Segment Start: DATASET CONTENT

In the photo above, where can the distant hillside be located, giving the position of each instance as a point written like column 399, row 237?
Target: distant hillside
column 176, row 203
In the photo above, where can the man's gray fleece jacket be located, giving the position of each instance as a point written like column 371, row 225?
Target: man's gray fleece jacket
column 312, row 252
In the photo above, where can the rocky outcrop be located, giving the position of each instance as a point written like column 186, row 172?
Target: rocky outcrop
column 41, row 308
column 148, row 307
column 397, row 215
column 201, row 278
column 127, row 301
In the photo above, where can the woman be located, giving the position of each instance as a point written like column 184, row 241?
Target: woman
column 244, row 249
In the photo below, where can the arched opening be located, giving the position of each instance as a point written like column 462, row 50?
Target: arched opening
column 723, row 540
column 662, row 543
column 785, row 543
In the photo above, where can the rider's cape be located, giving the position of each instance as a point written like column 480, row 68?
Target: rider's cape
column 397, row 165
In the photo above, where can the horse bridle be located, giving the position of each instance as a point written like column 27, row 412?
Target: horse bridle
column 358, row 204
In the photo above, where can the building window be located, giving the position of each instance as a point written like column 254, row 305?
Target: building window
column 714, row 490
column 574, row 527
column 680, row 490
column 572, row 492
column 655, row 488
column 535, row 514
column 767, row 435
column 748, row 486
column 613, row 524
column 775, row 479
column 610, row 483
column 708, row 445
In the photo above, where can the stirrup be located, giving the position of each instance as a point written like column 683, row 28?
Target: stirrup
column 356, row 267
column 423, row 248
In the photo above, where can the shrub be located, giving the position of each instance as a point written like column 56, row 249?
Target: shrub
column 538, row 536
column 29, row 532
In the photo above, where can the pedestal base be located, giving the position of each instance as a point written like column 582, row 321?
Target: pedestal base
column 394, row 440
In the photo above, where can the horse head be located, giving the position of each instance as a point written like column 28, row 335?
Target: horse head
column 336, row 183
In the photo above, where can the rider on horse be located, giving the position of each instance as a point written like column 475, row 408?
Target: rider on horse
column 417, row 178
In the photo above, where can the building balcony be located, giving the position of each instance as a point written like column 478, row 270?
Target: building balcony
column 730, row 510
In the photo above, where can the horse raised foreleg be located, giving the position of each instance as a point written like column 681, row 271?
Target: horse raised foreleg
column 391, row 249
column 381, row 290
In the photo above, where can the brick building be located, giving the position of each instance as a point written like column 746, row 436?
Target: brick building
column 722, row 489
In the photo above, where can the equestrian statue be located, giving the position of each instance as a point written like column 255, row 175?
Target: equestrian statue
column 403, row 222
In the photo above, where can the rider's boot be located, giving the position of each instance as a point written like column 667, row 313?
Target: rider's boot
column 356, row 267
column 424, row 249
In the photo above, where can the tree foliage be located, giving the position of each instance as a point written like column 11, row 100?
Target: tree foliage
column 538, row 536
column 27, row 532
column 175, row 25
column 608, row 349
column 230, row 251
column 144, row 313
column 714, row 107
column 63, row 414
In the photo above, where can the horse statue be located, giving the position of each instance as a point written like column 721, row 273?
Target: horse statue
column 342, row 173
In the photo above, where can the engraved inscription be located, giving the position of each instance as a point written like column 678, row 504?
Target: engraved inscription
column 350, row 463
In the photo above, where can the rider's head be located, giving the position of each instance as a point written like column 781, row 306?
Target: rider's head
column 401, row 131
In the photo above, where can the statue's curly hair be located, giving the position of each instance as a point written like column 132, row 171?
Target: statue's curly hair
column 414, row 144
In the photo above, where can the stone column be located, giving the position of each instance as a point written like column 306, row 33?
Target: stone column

Segment End: DATASET CONTENT

- [TASK DETAILS]:
Wherever the string "stone" occurs in the records, copy the line it is in.

- [RESULT OF THE EXERCISE]:
In the photo above, where can the stone column be located, giving the position of each instance as a point written like column 306, row 33?
Target: stone column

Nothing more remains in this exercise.